Problem to work on:
Write out only the lines from the start of the entries up to and including the line with "Where can the orange"; please skip the pictures.

------------------------------------------------------------------------

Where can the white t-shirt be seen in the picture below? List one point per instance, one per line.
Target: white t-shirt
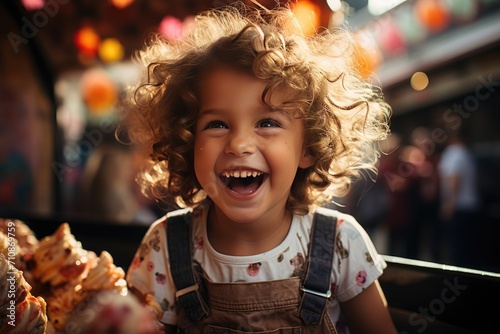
(359, 265)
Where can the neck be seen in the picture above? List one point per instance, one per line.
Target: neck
(243, 239)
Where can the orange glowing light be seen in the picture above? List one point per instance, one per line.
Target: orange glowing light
(307, 14)
(87, 41)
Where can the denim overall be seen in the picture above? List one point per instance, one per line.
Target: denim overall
(292, 305)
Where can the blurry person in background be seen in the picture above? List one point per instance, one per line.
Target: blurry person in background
(460, 202)
(397, 175)
(425, 228)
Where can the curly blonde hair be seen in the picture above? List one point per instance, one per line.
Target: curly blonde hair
(344, 115)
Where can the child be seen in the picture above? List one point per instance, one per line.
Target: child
(251, 126)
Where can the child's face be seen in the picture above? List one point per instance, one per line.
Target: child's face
(246, 155)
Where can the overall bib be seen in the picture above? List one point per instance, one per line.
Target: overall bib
(292, 305)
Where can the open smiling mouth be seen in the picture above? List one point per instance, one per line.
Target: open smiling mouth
(243, 182)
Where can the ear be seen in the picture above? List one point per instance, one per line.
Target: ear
(306, 160)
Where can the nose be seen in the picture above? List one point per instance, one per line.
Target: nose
(240, 142)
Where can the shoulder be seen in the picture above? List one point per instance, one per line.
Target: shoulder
(344, 221)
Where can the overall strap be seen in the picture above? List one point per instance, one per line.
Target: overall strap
(181, 267)
(316, 282)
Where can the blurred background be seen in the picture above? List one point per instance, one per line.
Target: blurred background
(65, 64)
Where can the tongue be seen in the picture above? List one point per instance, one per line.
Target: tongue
(244, 185)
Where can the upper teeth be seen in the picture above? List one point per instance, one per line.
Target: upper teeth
(241, 173)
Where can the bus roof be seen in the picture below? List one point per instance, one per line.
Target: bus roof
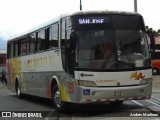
(56, 19)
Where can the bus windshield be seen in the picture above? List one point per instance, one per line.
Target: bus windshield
(111, 42)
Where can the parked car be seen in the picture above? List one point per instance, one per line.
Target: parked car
(156, 66)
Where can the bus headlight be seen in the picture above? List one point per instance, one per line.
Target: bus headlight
(87, 83)
(146, 81)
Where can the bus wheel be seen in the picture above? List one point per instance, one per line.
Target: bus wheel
(56, 98)
(18, 90)
(116, 102)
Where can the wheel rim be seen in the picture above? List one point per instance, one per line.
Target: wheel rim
(57, 99)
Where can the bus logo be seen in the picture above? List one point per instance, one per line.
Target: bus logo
(137, 76)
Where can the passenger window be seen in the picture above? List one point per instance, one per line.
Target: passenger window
(41, 40)
(23, 46)
(53, 40)
(32, 42)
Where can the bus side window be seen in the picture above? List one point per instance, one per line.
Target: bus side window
(41, 40)
(32, 42)
(53, 38)
(12, 50)
(23, 47)
(16, 48)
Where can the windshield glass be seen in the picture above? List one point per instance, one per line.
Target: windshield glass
(115, 41)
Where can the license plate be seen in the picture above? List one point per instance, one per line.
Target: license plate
(118, 93)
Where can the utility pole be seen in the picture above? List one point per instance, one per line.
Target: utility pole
(135, 5)
(80, 5)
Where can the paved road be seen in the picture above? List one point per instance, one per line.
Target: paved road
(9, 102)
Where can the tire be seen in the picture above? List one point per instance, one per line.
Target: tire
(155, 71)
(18, 90)
(116, 102)
(56, 98)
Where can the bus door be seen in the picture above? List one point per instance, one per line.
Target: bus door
(68, 52)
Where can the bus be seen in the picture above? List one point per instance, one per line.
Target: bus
(3, 54)
(83, 57)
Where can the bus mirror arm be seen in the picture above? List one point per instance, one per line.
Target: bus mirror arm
(73, 40)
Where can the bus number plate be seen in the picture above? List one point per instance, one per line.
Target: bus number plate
(118, 93)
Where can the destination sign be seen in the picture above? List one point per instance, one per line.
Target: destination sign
(92, 20)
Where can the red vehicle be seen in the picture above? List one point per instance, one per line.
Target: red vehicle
(156, 66)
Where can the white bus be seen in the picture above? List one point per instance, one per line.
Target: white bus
(83, 57)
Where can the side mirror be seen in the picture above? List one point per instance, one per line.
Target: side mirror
(73, 40)
(152, 41)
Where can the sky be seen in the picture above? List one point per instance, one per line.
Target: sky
(18, 16)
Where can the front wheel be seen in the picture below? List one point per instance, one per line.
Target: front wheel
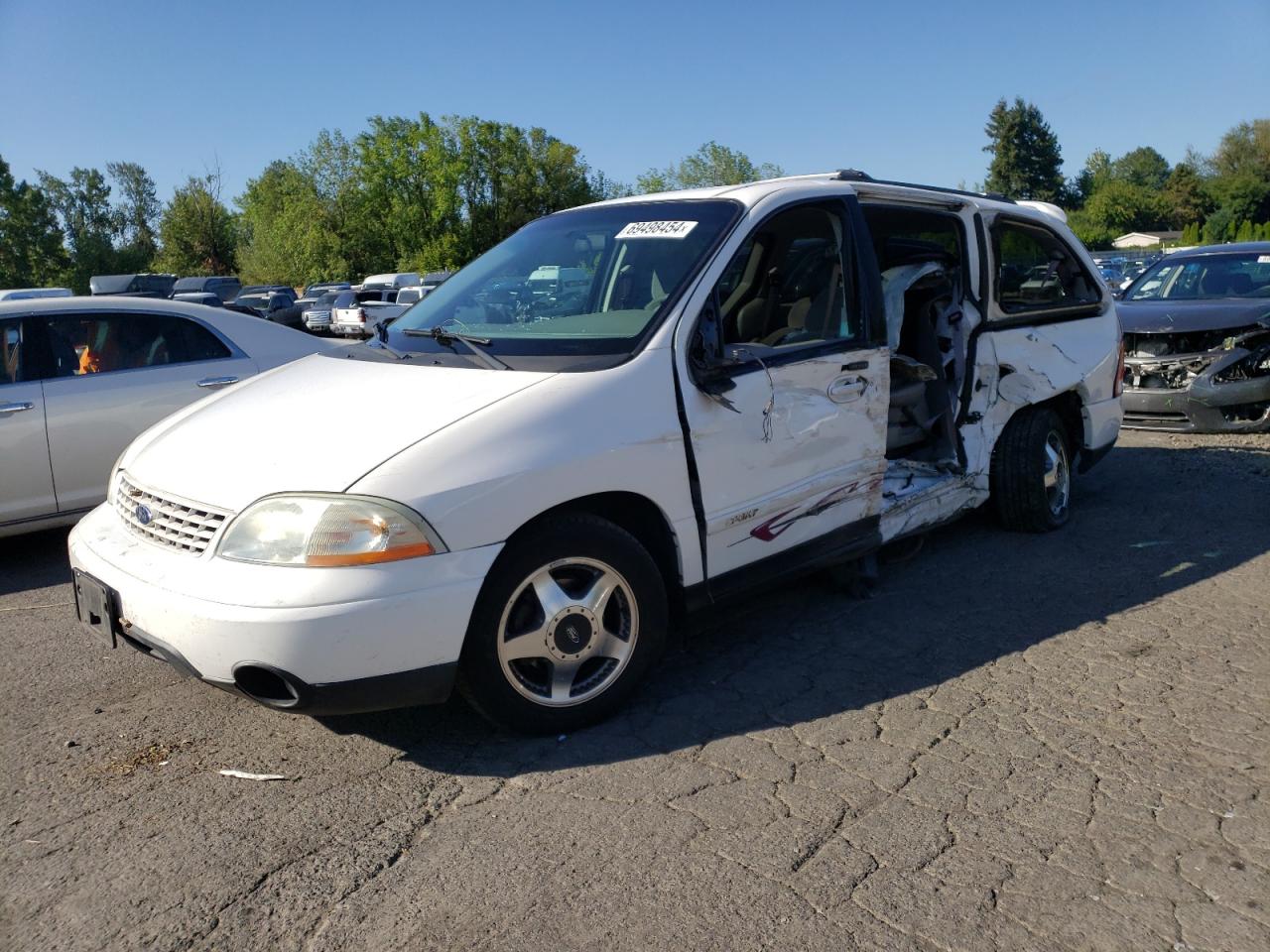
(571, 619)
(1032, 471)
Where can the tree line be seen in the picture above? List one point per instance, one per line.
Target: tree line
(429, 194)
(1209, 198)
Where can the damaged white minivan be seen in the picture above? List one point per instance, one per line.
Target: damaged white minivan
(517, 488)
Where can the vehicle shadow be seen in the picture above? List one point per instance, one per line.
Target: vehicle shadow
(33, 561)
(1147, 522)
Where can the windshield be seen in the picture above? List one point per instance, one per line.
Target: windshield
(1206, 277)
(587, 282)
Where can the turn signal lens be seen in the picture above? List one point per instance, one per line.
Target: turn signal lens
(326, 531)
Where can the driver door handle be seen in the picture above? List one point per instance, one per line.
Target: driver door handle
(216, 381)
(843, 390)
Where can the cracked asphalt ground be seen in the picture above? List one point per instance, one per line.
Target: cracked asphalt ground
(1021, 743)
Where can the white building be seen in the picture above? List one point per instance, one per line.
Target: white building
(1146, 239)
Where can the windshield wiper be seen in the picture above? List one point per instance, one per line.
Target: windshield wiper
(447, 336)
(381, 333)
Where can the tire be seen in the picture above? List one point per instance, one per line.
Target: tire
(1032, 471)
(558, 661)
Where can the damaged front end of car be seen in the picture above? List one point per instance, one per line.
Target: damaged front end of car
(1205, 381)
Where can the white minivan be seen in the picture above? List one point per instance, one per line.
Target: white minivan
(756, 381)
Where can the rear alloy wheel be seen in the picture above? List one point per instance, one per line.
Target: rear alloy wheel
(1032, 471)
(570, 621)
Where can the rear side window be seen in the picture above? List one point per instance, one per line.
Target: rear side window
(13, 357)
(105, 343)
(786, 284)
(1037, 271)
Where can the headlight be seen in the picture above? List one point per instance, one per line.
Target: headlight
(325, 531)
(113, 485)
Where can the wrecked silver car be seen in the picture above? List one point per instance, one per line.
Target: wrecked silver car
(1197, 338)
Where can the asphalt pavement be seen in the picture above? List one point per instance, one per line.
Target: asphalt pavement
(1020, 743)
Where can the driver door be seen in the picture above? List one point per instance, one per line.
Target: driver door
(790, 452)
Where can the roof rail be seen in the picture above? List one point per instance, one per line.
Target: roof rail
(856, 176)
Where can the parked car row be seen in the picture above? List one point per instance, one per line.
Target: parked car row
(379, 298)
(1119, 272)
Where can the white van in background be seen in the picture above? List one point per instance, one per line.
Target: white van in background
(398, 280)
(26, 294)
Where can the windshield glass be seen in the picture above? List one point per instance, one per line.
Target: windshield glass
(1206, 277)
(585, 282)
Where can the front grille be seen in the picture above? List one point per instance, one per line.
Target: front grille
(189, 529)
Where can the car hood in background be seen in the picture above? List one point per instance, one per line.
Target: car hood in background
(317, 424)
(1187, 316)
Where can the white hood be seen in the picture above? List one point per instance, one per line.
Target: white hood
(317, 424)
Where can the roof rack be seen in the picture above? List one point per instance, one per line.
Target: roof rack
(856, 176)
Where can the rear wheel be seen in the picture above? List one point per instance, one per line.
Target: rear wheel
(571, 619)
(1032, 471)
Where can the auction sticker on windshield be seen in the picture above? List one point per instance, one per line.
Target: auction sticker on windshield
(657, 229)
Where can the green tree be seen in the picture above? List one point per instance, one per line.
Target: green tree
(31, 239)
(87, 220)
(1143, 167)
(1093, 176)
(1185, 197)
(1026, 160)
(1218, 227)
(197, 232)
(287, 230)
(711, 164)
(136, 216)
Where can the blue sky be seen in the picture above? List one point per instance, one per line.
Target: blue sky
(898, 89)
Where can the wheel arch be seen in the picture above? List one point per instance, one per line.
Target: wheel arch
(636, 515)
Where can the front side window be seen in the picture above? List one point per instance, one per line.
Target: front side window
(1037, 271)
(93, 343)
(786, 285)
(1206, 277)
(585, 282)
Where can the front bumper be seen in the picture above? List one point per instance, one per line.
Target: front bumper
(339, 640)
(1206, 405)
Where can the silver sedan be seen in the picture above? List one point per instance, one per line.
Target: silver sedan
(81, 377)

------------------------------------------------------------------------

Solved exercise:
Where can the white t-shirt be seen in the picture below? List one point per instance, one per line.
Target: white t-shirt
(359, 265)
Where can the neck be seen in the picture above? List one point per instance, one per line.
Target: neck
(243, 239)
Where can the orange glowing light be seen in the picture above? List one point per instance, one per line.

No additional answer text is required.